» **SET TASK**
Count the lines in the records below that contain the string "roof". Reply with the number only.

A block of data:
-.-.-
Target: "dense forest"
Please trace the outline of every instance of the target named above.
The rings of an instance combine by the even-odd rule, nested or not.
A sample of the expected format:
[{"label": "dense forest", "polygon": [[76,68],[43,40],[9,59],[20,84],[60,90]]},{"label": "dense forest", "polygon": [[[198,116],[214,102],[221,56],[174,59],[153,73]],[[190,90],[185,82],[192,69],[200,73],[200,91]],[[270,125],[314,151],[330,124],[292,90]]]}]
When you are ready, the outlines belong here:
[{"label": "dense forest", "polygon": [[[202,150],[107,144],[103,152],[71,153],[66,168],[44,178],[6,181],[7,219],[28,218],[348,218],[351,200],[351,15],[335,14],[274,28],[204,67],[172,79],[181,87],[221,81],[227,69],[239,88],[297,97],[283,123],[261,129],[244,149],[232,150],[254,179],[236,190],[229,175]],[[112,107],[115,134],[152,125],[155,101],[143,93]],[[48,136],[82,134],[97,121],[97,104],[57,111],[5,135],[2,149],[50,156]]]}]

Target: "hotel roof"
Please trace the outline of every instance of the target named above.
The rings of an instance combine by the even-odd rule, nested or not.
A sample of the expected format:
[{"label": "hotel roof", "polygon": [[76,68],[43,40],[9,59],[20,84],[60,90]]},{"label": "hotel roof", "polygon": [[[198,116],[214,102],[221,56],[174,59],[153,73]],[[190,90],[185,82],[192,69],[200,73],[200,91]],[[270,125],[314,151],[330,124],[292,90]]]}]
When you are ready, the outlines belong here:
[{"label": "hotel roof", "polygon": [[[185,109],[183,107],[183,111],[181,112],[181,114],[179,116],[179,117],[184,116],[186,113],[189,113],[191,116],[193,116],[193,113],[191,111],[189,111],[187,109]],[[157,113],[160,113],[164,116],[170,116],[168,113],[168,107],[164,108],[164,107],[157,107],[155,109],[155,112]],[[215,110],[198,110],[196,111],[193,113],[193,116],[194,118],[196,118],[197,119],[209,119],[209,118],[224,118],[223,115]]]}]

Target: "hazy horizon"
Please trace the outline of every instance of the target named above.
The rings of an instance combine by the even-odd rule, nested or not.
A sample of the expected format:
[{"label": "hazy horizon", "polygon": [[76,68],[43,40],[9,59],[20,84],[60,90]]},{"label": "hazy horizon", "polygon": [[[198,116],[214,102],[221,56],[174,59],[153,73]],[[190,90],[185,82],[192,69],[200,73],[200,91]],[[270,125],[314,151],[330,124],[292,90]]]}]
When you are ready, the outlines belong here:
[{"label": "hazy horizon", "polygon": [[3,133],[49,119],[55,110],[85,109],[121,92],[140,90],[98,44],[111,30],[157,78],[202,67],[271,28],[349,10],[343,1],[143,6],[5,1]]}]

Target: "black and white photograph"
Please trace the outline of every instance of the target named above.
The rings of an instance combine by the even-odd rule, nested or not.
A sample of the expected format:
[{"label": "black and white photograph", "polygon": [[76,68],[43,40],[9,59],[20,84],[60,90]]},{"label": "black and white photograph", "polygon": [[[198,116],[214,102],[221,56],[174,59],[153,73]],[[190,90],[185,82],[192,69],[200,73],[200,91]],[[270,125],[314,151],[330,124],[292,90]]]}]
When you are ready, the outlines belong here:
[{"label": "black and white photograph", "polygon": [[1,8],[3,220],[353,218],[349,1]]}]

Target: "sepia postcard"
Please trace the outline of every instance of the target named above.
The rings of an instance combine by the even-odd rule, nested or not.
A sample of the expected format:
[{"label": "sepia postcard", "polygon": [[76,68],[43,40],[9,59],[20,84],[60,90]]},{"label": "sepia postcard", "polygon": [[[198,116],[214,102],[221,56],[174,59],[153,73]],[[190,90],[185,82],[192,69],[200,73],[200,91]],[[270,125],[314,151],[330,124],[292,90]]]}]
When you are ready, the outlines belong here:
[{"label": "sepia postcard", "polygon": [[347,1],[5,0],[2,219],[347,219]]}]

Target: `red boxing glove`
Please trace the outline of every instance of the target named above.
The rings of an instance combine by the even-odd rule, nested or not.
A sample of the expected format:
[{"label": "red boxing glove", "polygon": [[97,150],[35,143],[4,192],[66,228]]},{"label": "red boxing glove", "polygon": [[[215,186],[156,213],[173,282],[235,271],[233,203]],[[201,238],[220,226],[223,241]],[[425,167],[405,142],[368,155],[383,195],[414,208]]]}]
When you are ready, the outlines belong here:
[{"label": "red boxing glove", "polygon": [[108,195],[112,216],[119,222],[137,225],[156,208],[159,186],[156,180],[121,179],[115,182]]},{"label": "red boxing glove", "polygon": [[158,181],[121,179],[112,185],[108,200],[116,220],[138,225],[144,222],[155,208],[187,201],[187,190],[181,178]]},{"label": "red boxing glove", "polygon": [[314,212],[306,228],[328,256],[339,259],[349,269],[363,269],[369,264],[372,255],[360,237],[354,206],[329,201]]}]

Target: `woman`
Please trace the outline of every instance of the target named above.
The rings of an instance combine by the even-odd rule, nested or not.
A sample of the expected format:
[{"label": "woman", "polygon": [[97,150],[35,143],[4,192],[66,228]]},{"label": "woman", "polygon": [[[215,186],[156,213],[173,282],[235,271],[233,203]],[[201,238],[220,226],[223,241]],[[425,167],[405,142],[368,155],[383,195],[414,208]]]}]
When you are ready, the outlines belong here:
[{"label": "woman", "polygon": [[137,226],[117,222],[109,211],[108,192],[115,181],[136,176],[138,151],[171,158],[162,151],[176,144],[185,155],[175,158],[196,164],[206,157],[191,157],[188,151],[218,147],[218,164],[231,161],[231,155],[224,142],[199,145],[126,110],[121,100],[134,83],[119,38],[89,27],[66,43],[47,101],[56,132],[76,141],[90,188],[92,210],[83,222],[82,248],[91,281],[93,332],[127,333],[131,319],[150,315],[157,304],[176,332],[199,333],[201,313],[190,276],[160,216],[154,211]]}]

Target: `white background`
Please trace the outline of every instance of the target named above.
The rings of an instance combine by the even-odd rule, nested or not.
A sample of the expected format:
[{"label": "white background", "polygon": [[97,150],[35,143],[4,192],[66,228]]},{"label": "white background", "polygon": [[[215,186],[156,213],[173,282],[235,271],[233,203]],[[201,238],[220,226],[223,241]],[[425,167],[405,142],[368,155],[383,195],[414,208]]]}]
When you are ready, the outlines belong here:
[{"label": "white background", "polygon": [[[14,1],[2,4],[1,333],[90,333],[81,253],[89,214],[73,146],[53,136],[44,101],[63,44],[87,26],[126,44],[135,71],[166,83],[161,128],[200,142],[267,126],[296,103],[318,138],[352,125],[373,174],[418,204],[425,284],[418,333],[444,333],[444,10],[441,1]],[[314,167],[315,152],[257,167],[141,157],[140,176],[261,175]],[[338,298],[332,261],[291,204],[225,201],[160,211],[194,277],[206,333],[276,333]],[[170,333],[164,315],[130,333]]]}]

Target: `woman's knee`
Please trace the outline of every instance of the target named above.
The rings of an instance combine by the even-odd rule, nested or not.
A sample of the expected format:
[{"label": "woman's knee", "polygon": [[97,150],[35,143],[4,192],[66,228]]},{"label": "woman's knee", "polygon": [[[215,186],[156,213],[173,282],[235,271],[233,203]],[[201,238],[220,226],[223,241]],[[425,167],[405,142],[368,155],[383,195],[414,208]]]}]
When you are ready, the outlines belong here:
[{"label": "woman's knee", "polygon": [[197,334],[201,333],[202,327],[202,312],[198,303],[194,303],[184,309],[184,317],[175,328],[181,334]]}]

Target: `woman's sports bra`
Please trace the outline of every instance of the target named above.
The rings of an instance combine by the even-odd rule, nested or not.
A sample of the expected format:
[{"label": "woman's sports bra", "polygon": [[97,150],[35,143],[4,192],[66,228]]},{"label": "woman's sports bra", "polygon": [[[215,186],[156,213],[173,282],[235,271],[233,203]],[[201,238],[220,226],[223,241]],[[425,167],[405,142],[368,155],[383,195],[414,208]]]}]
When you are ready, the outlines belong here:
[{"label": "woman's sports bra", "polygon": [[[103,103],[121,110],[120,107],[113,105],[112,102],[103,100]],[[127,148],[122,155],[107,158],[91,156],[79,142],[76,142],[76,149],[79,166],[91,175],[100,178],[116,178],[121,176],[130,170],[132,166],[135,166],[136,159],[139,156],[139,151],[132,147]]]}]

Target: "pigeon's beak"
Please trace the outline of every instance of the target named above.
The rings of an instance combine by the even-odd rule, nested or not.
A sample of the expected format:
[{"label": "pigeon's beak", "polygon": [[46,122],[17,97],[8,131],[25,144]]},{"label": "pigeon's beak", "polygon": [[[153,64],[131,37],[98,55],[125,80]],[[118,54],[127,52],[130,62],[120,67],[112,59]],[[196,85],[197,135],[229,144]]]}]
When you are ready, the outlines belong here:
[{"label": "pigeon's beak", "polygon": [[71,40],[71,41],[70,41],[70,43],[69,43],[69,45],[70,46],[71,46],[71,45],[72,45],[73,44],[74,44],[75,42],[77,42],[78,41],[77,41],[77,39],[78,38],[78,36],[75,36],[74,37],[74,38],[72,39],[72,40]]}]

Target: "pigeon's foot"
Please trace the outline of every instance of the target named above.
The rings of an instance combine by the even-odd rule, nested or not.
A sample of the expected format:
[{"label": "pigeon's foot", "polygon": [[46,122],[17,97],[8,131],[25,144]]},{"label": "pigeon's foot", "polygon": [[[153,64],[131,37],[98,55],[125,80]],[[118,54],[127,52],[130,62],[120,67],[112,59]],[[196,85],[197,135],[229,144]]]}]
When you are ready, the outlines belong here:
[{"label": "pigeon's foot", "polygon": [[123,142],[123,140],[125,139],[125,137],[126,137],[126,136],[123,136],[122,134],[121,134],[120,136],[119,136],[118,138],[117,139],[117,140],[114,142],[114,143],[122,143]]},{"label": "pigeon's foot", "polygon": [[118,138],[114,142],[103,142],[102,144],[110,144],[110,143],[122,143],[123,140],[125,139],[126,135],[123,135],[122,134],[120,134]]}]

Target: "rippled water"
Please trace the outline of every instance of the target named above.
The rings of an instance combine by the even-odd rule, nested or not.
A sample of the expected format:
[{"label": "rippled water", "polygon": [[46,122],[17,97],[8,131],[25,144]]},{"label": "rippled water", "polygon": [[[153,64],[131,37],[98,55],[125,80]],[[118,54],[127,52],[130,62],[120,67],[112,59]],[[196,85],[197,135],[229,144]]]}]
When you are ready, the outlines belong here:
-.-.-
» **WORKED SOLUTION**
3